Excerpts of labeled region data
☆ ☆ ☆

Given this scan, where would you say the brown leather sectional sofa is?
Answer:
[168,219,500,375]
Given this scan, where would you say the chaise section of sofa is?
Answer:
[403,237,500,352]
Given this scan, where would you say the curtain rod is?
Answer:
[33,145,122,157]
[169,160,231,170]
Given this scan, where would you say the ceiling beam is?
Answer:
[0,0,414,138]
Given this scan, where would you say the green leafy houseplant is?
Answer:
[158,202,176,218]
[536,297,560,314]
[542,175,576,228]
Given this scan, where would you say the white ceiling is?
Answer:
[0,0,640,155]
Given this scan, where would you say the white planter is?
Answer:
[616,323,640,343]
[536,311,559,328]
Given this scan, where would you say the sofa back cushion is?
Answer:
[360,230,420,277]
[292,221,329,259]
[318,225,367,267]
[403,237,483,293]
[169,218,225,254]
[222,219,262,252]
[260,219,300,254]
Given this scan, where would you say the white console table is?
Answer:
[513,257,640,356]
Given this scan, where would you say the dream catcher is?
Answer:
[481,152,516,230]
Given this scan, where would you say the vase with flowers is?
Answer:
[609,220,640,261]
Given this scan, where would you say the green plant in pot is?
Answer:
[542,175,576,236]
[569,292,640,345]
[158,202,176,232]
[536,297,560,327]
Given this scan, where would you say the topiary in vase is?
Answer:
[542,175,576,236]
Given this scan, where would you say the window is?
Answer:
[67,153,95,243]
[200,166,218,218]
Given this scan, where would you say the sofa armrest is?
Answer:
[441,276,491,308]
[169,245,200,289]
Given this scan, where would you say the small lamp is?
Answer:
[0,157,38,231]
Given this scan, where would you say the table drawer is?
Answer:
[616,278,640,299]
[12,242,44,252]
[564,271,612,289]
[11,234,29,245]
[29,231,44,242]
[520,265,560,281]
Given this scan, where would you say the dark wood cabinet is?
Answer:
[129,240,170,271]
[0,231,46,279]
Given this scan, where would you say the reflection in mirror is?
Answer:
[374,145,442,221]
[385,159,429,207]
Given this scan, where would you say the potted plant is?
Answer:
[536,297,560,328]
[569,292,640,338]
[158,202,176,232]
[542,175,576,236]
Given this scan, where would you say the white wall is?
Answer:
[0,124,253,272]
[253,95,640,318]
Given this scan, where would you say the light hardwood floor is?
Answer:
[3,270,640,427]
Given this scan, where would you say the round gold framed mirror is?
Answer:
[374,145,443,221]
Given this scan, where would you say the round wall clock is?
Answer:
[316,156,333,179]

☆ ☆ ☆

# [STATED PROBLEM]
Reproduce the rows above verbatim, starting from the first line and ending with the line that contains "[403,237,500,352]", including both of those lines.

# [THE RESPONSE]
Given this scan, where would you say the brown leather sectional sofa is?
Answer:
[168,219,500,375]
Given this scan, where would you say the chaise section of sofa is?
Answer:
[403,237,500,352]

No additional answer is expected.